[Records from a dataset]

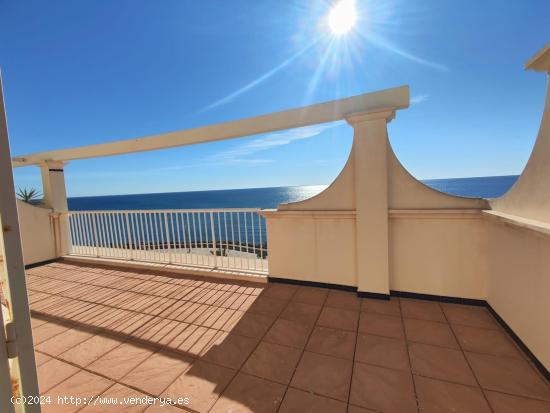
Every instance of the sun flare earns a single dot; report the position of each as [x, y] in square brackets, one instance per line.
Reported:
[342, 17]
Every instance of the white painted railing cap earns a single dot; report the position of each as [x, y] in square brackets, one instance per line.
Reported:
[540, 62]
[395, 98]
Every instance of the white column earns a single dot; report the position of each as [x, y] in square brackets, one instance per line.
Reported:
[370, 148]
[14, 285]
[55, 197]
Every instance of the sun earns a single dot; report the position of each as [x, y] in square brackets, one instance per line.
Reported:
[342, 17]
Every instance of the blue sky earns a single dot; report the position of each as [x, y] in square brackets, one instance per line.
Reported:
[85, 72]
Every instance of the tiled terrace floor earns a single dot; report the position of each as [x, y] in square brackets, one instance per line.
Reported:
[232, 346]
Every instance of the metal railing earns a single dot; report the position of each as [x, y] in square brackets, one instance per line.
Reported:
[217, 238]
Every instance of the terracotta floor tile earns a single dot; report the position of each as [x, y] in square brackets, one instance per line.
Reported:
[248, 394]
[63, 342]
[120, 361]
[345, 300]
[216, 317]
[338, 318]
[279, 291]
[48, 330]
[508, 375]
[41, 358]
[252, 325]
[289, 333]
[267, 306]
[273, 362]
[469, 316]
[323, 375]
[194, 340]
[298, 401]
[387, 307]
[436, 396]
[123, 395]
[382, 351]
[440, 363]
[82, 384]
[357, 409]
[52, 373]
[430, 332]
[158, 408]
[422, 310]
[303, 313]
[187, 312]
[382, 389]
[229, 350]
[482, 340]
[160, 331]
[90, 350]
[332, 342]
[505, 403]
[381, 325]
[202, 384]
[157, 372]
[37, 322]
[310, 295]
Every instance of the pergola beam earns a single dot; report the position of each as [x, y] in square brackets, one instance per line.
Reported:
[395, 98]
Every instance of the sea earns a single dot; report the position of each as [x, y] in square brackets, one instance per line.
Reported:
[483, 187]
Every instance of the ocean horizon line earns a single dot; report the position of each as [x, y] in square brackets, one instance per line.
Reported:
[279, 187]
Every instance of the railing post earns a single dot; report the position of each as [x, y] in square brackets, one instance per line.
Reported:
[96, 240]
[213, 235]
[128, 237]
[167, 239]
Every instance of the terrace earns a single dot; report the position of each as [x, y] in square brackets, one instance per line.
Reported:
[241, 346]
[379, 294]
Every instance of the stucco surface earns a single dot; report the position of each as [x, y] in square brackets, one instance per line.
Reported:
[36, 233]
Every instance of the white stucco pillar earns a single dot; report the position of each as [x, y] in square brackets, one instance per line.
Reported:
[55, 197]
[370, 147]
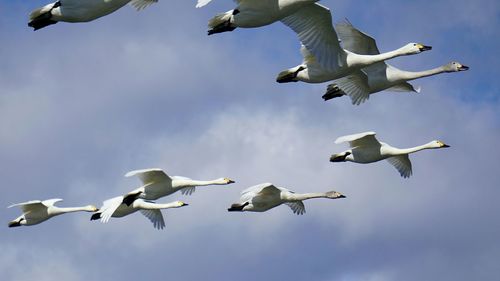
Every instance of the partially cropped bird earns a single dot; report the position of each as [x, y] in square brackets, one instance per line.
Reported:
[323, 57]
[114, 207]
[36, 211]
[365, 148]
[253, 13]
[262, 197]
[79, 11]
[360, 84]
[156, 184]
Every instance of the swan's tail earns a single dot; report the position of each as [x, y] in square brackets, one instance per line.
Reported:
[221, 23]
[333, 91]
[42, 17]
[334, 195]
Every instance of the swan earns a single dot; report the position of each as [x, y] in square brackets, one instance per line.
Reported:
[365, 148]
[156, 184]
[265, 196]
[376, 77]
[36, 211]
[79, 11]
[253, 13]
[114, 207]
[323, 57]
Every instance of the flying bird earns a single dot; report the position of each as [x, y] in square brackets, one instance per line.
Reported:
[323, 57]
[262, 197]
[253, 13]
[115, 207]
[79, 11]
[36, 211]
[380, 76]
[365, 148]
[157, 184]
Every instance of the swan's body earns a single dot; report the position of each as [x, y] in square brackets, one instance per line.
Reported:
[376, 77]
[79, 10]
[115, 207]
[323, 57]
[36, 211]
[262, 197]
[365, 148]
[253, 13]
[156, 184]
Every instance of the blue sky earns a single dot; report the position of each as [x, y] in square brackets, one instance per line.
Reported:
[82, 104]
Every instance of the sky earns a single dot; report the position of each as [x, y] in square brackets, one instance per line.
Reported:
[82, 104]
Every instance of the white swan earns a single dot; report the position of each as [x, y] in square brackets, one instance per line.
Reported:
[156, 184]
[253, 13]
[265, 196]
[323, 57]
[365, 148]
[115, 208]
[79, 10]
[376, 77]
[36, 211]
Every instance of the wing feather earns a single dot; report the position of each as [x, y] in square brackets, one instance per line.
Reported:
[155, 216]
[402, 163]
[297, 207]
[313, 25]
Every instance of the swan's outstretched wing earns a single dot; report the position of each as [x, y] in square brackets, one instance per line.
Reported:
[361, 139]
[313, 25]
[109, 207]
[402, 163]
[355, 86]
[31, 206]
[297, 207]
[358, 42]
[141, 4]
[148, 176]
[404, 87]
[155, 217]
[355, 40]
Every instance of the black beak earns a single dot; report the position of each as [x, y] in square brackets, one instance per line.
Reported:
[425, 48]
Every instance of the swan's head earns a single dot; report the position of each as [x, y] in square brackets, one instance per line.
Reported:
[91, 208]
[438, 144]
[180, 204]
[335, 195]
[455, 67]
[290, 75]
[340, 157]
[226, 181]
[416, 48]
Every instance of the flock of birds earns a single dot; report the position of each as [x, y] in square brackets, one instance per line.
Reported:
[342, 55]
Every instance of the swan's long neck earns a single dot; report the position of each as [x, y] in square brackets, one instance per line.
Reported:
[356, 60]
[288, 196]
[410, 75]
[413, 149]
[141, 204]
[180, 183]
[58, 210]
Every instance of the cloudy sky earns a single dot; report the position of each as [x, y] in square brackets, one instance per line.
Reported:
[82, 104]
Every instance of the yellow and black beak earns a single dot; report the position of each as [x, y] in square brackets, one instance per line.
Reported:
[463, 68]
[423, 48]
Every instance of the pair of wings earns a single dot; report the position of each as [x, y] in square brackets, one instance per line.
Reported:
[109, 207]
[268, 189]
[156, 175]
[401, 162]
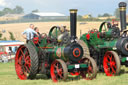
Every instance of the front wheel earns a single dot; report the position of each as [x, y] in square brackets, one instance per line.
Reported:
[58, 70]
[26, 62]
[91, 71]
[111, 63]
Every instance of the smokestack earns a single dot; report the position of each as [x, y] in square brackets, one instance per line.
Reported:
[122, 7]
[73, 24]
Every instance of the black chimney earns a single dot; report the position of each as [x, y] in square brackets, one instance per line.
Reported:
[122, 7]
[73, 24]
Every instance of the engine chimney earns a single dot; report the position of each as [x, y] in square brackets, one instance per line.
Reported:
[122, 7]
[73, 24]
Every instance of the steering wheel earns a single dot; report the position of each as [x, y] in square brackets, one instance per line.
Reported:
[104, 26]
[43, 35]
[54, 32]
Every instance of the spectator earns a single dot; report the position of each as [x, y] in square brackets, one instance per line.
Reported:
[28, 34]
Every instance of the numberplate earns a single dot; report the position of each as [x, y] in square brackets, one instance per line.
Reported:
[127, 58]
[77, 66]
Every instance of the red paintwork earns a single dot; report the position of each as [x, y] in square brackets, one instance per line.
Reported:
[56, 67]
[3, 53]
[21, 70]
[75, 74]
[86, 74]
[88, 36]
[36, 40]
[110, 69]
[74, 54]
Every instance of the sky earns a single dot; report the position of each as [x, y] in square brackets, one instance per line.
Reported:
[93, 7]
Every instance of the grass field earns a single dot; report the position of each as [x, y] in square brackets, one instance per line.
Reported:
[9, 77]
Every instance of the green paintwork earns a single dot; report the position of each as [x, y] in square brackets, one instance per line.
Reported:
[123, 59]
[81, 66]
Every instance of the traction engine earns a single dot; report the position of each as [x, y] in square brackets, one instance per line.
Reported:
[56, 55]
[109, 45]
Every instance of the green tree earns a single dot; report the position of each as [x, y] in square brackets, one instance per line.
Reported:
[117, 13]
[36, 10]
[12, 36]
[18, 10]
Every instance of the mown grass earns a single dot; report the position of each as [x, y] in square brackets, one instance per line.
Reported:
[9, 77]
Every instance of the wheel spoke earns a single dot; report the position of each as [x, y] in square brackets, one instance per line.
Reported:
[22, 53]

→ Direction: Quote, word for word, every line starting at the one that contains "Every instance of the grass" and ending with the final line of the entries.

→ Answer:
Every instance of the grass field earns a single dot; report the position of each as [x, y] in square brackets, one instance per line.
Reported:
[9, 77]
Every instance of the green paintwork earns a single dot; report the position of each as [x, y] in square brackets, one instance per line.
Reported:
[123, 59]
[81, 66]
Every instance of the traction engine earns a single dot; report the position of each as [x, y] in square brackets, one instance per line.
Reported:
[56, 55]
[109, 45]
Every instance of the green tree earns a single dot; report the position of each as [x, y] in square brackets, one instance per line.
Reported:
[117, 13]
[36, 10]
[12, 36]
[18, 10]
Every instance of the mown grass earns a single dot; report the position of each as [x, y] in square brackets, one instance per line.
Reported:
[9, 77]
Every instance of the wheel spoke earns a single dot; report the position of each as [x, y] in square brackets, one instance per line.
Reported:
[22, 53]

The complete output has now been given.